任务要求
• 1. 请重新给出线程池参数计算那篇文本中的一段，一字不改：从含有“在服务第一次应用时设置线程池”的词句开始，到“work queue capacity.”结束。
• 2. 请返回记录中含有字符串“transparent”的每一行，原样照抄。

给定文本
..........
计算线程池最佳参数和队列大小

在服务第一次应用时设置线程池的参数不知道该设置多少，可以利用这个工具类，根据当前机器和你的业务逻辑计算一个最佳参数。

package com.advance.mistra.tuning;

import java.math.BigDecimal;
import java.math.RoundingMode;
import java.util.Timer;
import java.util.TimerTask;
import java.util.concurrent.BlockingQueue;

/**
 * A class that calculates the optimal thread pool boundaries. It takes the desired target utilization and the desired
 * work queue memory consumption as input and retuns thread count and work queue capacity.
 * 计算线程池参数和队列大小的工具类：原文：https://www.javacodegeeks.com/2012/03/threading-stories-about-robust-thread.html
 *
 * @author Niklas Schlimm
 */
public abstract class PoolSizeCalculator {

    /**
     * The sample queue size to calculate the size of a single {@link Runnable} element.
     */
    private final int SAMPLE_QUEUE_SIZE = 1000;

    /**
     * Accuracy of test run. It must finish within 20ms of the testTime otherwise we retry the test. This could be
     * configurable.
     */
    private final int EPSYLON = 20;

    /**
     * Control variable for the CPU time investigation.
     */
    private volatile boolean expired;

    /**
     * Time (millis) of the test run in the CPU time calculation.
     */
    private final long testtime = 3000;

    /**
     * Calculates the boundaries of a thread pool for a given {@link Runnable}.
     *
     * @param targetUtilization    the desired utilization of the CPUs (0 <= targetUtilization <= 1)
..........
物体出现位置的数据集记录:
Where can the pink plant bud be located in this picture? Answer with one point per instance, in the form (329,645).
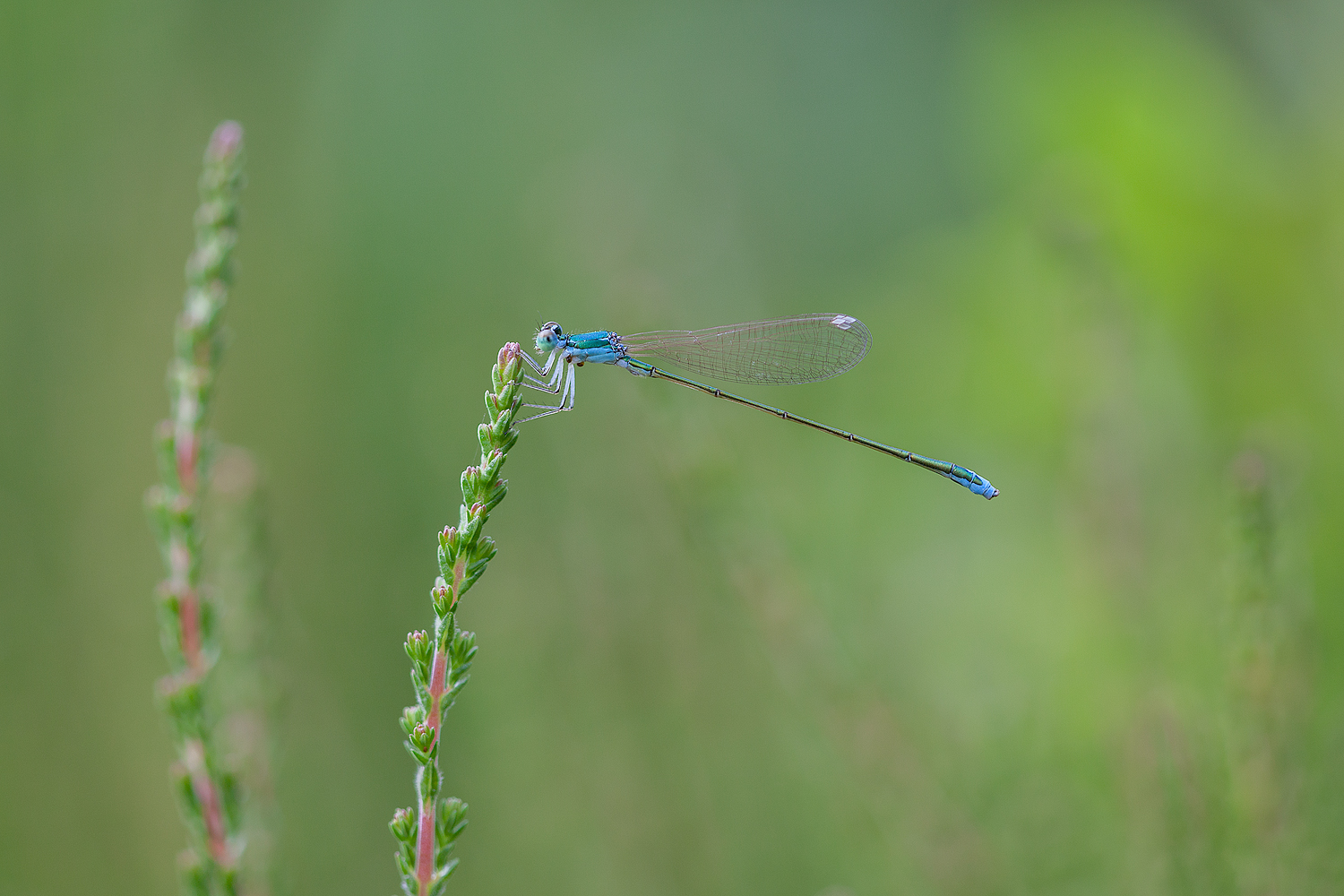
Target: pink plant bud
(225,142)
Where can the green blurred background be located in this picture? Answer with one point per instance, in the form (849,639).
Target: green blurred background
(1098,246)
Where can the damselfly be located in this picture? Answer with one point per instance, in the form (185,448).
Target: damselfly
(789,349)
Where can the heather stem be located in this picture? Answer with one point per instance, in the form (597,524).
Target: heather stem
(440,661)
(175,511)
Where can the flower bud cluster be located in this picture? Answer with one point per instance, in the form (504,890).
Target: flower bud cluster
(440,664)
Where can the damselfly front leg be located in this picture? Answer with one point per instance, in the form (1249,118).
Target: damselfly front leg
(547,381)
(566,395)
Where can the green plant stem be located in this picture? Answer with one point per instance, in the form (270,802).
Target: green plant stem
(440,664)
(185,618)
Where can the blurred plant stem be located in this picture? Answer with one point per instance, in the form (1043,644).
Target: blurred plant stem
(244,681)
(187,618)
(440,664)
(1268,691)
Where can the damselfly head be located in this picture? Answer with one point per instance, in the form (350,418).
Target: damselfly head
(548,338)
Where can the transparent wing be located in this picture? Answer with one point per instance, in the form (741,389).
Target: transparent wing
(789,349)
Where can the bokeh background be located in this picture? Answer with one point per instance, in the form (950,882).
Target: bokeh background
(1098,246)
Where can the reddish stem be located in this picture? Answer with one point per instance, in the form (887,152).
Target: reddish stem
(425,847)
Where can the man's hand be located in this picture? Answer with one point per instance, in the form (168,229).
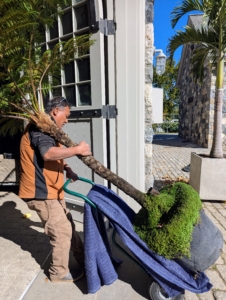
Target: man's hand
(83,149)
(70,174)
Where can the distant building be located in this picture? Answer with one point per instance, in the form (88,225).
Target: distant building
(196,108)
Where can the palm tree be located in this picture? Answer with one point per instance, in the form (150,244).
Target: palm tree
(24,73)
(210,41)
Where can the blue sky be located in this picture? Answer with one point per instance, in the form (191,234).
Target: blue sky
(162,27)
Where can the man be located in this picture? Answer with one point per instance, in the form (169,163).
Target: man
(42,178)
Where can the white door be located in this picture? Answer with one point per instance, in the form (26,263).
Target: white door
(82,82)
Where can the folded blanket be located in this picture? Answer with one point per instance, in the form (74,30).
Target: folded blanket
(98,258)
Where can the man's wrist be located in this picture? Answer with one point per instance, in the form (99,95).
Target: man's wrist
(66,167)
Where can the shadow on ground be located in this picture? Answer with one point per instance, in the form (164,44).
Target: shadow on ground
(172,140)
(14,227)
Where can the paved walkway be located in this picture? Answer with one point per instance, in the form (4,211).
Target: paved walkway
(24,249)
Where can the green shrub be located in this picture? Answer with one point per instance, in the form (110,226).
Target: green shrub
(166,222)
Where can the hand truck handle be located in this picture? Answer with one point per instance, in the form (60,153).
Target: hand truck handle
(78,194)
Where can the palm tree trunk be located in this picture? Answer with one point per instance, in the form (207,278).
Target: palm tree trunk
(216,150)
(45,124)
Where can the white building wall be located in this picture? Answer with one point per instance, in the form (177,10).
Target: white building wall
(130,37)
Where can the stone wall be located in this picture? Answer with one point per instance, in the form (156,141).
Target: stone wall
(196,105)
(196,111)
(149,48)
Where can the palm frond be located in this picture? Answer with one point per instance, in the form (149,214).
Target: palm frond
(194,36)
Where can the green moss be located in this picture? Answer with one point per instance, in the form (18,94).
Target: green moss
(166,221)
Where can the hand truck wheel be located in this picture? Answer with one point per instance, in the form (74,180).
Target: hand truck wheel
(156,292)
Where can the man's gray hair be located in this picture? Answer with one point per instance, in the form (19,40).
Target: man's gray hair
(57,101)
..........
练习答案
• 1.
在服务第一次应用时设置线程池的参数不知道该设置多少，可以利用这个工具类，根据当前机器和你的业务逻辑计算一个最佳参数。

package com.advance.mistra.tuning;

import java.math.BigDecimal;
import java.math.RoundingMode;
import java.util.Timer;
import java.util.TimerTask;
import java.util.concurrent.BlockingQueue;

/**
 * A class that calculates the optimal thread pool boundaries. It takes the desired target utilization and the desired
 * work queue memory consumption as input and retuns thread count and work queue capacity.

• 2.
Where can the transparent wing be located in this picture? Answer with one point per instance, in the form (741,389).
Target: transparent wing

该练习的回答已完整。